- Short problem:
Set down, unchanged, the rows in the part that opens with the line containing "Regulatory review: blue logo" and closes with the line containing "[1,78,160,120]". Include both of those lines.

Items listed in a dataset
· · · · ·

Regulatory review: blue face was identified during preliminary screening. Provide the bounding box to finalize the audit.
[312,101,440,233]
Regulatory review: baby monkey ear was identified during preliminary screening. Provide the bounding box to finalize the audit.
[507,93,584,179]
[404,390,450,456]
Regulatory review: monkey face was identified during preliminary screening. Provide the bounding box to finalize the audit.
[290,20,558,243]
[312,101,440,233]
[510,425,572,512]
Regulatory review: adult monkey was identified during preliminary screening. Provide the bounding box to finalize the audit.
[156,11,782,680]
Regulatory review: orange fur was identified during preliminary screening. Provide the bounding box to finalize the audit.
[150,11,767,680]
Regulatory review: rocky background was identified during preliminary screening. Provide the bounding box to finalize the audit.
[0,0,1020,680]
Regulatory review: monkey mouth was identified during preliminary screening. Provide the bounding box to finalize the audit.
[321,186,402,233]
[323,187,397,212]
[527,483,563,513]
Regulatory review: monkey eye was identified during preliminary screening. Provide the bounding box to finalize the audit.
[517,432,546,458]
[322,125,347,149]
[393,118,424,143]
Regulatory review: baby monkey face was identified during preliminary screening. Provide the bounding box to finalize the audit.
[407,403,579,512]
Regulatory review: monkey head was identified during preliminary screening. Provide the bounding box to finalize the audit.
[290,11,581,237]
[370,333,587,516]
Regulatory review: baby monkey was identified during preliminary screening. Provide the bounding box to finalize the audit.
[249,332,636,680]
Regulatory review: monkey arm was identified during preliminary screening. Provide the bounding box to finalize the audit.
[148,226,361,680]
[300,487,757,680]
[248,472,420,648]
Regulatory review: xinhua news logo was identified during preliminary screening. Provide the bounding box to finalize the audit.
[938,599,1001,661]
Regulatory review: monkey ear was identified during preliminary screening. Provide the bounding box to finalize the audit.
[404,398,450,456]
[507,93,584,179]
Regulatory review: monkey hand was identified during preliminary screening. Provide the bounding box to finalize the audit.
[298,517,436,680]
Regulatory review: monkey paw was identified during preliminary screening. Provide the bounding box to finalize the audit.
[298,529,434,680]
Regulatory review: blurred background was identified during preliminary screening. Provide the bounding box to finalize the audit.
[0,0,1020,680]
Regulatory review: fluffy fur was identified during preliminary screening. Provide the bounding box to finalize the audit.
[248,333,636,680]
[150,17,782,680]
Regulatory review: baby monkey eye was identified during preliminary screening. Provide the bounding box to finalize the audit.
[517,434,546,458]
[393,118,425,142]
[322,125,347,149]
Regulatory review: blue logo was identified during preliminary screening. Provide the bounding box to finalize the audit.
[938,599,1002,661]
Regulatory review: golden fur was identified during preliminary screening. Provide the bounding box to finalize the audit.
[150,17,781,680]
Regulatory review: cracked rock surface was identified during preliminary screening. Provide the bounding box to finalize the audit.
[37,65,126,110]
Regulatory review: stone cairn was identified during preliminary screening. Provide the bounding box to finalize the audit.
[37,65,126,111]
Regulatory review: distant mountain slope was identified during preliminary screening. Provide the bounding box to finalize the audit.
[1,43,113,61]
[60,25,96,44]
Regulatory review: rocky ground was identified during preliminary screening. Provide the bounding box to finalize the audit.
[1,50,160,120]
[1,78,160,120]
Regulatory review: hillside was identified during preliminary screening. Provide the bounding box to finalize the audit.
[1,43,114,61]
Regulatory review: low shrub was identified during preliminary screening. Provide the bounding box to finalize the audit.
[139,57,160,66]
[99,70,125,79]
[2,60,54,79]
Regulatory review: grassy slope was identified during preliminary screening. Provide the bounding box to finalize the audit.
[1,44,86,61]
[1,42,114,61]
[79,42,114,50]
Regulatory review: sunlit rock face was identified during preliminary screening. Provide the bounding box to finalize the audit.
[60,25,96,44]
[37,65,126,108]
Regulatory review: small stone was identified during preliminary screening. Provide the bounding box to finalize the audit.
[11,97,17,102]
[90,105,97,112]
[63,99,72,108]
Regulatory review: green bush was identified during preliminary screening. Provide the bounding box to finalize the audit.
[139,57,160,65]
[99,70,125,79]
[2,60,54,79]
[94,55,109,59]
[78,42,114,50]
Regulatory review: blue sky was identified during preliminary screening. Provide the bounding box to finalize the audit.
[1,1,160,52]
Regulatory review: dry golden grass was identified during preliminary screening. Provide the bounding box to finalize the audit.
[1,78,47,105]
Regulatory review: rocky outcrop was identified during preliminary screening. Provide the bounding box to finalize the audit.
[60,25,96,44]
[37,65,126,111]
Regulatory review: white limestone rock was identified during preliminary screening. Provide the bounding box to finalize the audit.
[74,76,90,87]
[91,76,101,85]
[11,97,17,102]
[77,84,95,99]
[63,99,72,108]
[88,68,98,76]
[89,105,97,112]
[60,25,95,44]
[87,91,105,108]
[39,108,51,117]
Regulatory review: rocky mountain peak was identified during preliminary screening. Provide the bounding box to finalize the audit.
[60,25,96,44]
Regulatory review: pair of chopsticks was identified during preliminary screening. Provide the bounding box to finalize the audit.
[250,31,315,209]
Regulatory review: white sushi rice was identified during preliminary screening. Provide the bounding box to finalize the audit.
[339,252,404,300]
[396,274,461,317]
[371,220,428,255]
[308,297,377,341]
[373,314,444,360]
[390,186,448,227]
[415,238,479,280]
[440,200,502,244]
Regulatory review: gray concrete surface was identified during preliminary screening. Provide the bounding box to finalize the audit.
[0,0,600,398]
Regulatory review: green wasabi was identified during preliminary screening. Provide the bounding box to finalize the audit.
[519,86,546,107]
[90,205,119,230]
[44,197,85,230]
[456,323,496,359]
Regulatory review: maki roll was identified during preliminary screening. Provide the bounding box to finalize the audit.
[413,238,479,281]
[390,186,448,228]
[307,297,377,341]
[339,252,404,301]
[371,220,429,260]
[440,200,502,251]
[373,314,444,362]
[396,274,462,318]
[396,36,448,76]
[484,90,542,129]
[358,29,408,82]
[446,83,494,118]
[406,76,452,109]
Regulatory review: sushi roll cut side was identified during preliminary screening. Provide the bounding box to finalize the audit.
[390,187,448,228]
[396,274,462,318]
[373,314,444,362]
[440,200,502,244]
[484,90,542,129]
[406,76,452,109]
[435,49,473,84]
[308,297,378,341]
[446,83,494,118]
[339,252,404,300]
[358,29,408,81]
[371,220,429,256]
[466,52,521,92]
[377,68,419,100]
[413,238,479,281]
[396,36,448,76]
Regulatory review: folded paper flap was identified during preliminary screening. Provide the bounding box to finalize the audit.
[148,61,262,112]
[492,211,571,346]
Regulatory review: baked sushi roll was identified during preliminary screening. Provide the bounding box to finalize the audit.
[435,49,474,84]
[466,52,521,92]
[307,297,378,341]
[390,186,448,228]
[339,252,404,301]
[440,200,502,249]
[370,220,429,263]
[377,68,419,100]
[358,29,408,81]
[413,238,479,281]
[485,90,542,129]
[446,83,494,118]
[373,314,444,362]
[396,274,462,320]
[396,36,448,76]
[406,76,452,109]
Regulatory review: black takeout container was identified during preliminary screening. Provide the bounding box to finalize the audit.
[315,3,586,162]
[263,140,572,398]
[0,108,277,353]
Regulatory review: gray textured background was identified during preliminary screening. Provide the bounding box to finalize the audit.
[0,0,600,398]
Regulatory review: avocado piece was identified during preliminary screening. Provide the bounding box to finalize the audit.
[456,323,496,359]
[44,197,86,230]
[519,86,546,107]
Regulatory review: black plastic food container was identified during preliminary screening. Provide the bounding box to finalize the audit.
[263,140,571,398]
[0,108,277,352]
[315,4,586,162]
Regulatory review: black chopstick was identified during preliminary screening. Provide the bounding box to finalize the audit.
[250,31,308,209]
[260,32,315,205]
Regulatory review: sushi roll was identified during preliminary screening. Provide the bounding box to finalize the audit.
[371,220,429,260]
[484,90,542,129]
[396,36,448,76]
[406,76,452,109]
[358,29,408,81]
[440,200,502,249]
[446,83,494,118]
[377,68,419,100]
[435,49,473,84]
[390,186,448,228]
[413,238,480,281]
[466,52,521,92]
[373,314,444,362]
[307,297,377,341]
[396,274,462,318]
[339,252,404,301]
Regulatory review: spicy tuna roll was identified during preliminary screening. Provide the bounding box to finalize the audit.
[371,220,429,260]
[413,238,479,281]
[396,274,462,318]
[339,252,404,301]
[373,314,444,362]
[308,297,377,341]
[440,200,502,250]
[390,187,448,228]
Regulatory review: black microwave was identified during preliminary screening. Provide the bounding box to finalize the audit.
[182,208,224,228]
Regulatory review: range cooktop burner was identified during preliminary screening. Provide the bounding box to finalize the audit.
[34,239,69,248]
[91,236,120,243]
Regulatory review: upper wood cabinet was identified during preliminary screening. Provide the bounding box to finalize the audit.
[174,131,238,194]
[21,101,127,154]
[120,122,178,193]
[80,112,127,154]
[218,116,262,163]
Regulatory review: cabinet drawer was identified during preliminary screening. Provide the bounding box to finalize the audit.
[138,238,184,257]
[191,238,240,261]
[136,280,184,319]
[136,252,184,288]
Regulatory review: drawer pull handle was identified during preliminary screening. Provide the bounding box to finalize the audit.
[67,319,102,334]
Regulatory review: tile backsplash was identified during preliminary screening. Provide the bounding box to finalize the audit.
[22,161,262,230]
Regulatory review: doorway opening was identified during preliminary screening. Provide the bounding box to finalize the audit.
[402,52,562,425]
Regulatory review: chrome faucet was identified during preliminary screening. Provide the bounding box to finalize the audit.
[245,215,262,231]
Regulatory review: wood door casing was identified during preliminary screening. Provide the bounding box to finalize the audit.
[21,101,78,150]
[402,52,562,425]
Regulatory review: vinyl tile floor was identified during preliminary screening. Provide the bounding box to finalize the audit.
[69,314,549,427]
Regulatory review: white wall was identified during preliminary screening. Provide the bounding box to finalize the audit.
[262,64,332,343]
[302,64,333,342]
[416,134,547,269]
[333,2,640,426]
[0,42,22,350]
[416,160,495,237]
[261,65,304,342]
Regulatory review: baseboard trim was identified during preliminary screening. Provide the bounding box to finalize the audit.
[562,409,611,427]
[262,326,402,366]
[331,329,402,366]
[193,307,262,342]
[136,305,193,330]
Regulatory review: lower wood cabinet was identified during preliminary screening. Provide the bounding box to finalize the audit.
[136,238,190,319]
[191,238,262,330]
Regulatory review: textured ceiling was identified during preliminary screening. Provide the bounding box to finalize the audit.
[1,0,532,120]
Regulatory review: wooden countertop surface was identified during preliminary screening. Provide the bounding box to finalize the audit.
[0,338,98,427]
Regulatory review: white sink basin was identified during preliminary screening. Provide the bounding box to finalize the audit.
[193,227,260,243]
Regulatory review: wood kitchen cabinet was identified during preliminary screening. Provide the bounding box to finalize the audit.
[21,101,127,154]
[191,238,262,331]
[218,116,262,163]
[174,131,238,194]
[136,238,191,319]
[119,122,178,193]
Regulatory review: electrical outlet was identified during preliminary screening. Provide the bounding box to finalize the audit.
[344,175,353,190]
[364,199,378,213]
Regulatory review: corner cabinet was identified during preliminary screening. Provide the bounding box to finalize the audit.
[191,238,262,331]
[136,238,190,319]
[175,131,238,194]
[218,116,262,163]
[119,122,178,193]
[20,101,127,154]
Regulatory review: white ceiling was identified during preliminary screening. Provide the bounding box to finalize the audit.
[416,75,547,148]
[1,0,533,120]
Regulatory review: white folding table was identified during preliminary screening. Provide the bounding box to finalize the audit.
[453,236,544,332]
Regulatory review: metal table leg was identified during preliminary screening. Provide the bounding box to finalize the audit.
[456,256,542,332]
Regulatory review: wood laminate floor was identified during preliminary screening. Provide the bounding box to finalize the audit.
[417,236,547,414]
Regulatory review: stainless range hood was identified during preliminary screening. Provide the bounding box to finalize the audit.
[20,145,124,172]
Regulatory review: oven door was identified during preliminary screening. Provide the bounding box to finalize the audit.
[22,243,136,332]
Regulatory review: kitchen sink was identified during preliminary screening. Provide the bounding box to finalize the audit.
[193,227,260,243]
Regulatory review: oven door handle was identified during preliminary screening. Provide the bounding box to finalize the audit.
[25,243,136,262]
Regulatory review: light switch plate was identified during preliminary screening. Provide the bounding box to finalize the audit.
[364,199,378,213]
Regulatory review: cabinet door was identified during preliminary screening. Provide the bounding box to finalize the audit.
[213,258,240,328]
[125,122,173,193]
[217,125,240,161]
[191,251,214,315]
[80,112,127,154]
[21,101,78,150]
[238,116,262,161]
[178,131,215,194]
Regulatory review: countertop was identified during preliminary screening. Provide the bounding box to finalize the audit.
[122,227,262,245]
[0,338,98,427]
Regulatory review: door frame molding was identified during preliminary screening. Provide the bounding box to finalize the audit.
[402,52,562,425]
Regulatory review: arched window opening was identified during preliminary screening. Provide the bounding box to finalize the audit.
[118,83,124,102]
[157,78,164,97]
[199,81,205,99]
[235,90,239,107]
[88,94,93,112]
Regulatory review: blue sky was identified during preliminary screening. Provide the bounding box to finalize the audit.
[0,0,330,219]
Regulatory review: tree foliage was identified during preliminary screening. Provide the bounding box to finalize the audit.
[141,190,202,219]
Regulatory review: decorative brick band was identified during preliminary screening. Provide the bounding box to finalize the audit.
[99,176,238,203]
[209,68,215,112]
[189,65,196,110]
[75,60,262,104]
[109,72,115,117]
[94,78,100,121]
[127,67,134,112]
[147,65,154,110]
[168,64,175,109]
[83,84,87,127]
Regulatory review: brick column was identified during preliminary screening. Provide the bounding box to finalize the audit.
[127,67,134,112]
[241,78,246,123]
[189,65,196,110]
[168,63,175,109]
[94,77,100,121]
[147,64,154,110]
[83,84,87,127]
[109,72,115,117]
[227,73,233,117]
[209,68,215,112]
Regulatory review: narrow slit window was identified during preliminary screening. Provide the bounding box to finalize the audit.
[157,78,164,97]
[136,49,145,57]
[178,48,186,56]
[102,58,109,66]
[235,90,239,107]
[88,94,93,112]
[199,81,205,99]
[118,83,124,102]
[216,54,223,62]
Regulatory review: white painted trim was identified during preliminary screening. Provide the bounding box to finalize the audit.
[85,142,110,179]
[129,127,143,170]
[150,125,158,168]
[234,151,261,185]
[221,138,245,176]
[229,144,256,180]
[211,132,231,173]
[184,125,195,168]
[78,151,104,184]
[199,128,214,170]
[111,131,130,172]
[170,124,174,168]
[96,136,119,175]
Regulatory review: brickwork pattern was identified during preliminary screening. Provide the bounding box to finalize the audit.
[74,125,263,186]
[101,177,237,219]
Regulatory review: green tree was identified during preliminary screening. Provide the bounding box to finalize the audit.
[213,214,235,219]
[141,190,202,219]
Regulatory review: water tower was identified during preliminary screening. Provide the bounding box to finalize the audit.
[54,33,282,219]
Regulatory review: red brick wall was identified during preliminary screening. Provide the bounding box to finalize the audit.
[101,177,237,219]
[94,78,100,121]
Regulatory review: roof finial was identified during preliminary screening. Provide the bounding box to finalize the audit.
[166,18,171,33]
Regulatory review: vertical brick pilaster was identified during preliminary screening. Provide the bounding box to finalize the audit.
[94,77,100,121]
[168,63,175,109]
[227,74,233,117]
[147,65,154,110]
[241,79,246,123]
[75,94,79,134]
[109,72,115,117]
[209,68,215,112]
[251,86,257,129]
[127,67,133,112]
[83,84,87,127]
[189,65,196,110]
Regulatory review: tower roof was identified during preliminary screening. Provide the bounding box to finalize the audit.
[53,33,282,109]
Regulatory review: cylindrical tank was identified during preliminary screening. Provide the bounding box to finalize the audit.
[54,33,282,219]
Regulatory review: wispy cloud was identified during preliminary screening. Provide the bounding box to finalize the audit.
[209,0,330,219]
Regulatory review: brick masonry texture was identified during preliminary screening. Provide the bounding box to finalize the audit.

· · · · ·

- Task answer:
Regulatory review: blue logo was identified during preliminary screening. Provide the bounding box to finalize the audit.
[938,599,1002,661]
Regulatory review: golden fur was identified during preliminary screening. Provide the bounding box to finalize the audit.
[150,17,781,680]
Regulatory review: cracked rock surface was identified during preliminary screening. Provide the bounding box to finalize the audit.
[37,65,126,110]
Regulatory review: stone cairn was identified during preliminary screening. Provide the bounding box to finalize the audit.
[37,65,126,111]
Regulatory review: distant mountain slope was identified during preliminary screening. Provide the bounding box to finalize the audit.
[1,43,113,61]
[60,25,96,44]
Regulatory review: rocky ground was identified during preliminary screening. Provide the bounding box to finalize the audit.
[1,50,160,120]
[1,78,160,120]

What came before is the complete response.